Collected data:
——————
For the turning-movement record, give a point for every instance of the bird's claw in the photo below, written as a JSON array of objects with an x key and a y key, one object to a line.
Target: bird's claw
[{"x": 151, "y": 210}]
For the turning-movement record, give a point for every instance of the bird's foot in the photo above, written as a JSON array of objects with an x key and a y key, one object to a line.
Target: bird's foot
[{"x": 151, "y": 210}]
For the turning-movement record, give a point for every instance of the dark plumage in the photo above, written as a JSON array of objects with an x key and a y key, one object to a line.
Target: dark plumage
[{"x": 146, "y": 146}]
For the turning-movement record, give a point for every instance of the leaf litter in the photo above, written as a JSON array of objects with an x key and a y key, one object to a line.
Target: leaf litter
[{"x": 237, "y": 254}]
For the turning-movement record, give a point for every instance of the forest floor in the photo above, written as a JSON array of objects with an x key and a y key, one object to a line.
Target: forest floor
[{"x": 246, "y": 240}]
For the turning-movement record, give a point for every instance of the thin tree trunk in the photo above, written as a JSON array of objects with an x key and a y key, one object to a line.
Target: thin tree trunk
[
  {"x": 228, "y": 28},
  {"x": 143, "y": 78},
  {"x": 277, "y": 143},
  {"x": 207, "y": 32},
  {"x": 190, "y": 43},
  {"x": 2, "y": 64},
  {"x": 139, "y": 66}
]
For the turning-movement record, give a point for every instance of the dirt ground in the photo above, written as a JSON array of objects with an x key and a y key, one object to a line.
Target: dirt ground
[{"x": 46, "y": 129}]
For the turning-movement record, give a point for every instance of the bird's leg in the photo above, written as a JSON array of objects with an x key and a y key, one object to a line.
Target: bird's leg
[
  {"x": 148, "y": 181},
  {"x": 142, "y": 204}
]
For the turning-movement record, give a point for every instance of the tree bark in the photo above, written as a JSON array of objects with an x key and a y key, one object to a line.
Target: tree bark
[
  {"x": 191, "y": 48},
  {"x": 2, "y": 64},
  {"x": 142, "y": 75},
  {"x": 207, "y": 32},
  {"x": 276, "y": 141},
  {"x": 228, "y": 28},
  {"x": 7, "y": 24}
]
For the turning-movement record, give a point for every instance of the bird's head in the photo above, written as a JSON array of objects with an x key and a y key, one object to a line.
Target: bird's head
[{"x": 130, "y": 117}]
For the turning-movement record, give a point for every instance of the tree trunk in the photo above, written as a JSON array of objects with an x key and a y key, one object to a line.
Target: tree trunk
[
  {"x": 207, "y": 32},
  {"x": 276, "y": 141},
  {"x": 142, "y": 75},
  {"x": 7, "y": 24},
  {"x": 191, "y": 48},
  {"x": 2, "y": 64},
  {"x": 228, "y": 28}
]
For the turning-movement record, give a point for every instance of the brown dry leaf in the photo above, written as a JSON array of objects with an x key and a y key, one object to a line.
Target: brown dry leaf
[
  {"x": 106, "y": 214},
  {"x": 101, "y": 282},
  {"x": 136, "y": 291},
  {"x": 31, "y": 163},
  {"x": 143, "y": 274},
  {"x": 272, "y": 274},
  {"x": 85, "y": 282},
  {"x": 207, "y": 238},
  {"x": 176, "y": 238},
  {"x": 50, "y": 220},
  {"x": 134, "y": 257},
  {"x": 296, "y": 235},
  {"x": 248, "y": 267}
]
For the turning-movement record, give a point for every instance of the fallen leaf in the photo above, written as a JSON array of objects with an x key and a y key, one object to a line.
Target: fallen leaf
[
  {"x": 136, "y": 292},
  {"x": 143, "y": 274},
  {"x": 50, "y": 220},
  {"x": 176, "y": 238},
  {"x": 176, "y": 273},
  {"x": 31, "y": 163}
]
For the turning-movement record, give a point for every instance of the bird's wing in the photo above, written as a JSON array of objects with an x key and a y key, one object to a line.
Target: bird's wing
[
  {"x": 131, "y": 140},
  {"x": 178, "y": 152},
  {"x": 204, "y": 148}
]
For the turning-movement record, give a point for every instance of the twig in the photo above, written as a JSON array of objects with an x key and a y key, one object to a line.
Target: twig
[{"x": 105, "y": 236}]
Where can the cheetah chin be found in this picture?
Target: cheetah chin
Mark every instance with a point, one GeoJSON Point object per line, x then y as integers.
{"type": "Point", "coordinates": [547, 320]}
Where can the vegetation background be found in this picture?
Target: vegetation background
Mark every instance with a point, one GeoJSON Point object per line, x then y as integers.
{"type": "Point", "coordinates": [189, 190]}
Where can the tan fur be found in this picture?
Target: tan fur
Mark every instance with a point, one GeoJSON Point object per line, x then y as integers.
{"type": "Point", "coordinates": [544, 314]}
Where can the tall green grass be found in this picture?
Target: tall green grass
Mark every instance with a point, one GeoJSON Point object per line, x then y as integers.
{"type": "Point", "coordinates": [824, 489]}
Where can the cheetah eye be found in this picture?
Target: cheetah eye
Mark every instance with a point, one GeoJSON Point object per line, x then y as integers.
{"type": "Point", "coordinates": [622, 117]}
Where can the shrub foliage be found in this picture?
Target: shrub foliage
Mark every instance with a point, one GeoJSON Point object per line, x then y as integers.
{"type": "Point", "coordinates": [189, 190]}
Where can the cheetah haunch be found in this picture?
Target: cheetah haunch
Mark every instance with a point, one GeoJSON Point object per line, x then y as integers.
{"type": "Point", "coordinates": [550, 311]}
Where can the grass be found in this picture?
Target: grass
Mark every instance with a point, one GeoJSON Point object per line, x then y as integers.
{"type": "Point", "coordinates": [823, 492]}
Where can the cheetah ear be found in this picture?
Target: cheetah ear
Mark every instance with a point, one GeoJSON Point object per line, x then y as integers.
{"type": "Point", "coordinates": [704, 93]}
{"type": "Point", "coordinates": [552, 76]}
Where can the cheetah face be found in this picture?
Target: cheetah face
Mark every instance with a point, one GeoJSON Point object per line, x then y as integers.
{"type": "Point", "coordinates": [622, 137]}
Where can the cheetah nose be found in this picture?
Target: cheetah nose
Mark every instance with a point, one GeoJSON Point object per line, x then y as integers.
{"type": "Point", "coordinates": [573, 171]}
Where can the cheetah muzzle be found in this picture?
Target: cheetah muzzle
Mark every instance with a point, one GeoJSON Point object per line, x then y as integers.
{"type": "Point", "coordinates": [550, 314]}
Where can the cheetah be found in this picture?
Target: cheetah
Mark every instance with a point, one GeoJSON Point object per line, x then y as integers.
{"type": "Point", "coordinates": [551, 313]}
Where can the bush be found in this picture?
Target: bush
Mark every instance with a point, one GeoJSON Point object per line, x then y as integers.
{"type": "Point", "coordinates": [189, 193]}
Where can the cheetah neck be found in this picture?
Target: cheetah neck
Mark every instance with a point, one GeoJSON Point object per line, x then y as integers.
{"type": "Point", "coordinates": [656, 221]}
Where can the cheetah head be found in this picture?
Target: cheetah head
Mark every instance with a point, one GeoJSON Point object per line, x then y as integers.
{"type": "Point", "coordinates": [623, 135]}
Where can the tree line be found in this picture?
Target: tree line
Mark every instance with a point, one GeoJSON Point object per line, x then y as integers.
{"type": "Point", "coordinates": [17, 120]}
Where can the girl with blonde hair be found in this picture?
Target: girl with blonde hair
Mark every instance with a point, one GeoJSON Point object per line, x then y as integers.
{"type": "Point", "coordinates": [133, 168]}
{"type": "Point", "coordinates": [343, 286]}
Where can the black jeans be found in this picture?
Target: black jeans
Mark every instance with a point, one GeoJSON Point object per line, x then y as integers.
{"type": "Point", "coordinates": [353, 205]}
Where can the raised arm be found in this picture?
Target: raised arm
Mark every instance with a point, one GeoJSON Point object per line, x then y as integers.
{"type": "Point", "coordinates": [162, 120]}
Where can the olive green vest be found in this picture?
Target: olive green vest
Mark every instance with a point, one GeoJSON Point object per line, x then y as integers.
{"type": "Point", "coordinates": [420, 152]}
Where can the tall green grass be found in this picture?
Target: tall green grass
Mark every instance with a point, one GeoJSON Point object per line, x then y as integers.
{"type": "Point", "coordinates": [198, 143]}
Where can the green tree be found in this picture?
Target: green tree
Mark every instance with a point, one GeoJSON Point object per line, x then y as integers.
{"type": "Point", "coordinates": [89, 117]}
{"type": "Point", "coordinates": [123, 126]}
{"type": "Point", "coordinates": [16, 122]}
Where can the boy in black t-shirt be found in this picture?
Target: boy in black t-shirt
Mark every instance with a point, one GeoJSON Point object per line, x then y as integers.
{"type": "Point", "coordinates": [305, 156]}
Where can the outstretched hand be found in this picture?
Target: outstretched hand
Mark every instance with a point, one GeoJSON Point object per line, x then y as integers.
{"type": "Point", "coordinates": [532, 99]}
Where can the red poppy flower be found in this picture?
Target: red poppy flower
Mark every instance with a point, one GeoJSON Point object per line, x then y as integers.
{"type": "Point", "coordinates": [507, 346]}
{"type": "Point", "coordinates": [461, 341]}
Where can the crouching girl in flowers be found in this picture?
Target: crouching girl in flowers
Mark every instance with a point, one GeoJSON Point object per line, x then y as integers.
——————
> [Given instruction] Please quote nothing but the lines from the line with "Where can the green" through the end of the data above, exactly as written, ends included.

> [Task response]
Where can the green tree be found in this picture?
Target: green tree
Mark every instance with a point, one GeoJSON Point object per line, x then y as integers.
{"type": "Point", "coordinates": [89, 117]}
{"type": "Point", "coordinates": [123, 126]}
{"type": "Point", "coordinates": [16, 122]}
Where can the boy in black t-shirt be found in this picture?
Target: boy in black t-shirt
Mark every instance with a point, one GeoJSON Point object per line, x then y as integers.
{"type": "Point", "coordinates": [305, 156]}
Where can the outstretched hand be found in this picture?
Target: outstretched hand
Mark every instance with a point, one GeoJSON Point object per line, x then y as integers.
{"type": "Point", "coordinates": [532, 99]}
Where can the red poppy flower be found in this picture?
Target: red poppy flower
Mark every instance with a point, one GeoJSON Point object per line, x then y as integers.
{"type": "Point", "coordinates": [507, 346]}
{"type": "Point", "coordinates": [461, 341]}
Where can the crouching girl in flowers be found in this picture?
Target: crouching girl in flowers
Mark every instance with a point, one GeoJSON Point object per line, x then y as integers.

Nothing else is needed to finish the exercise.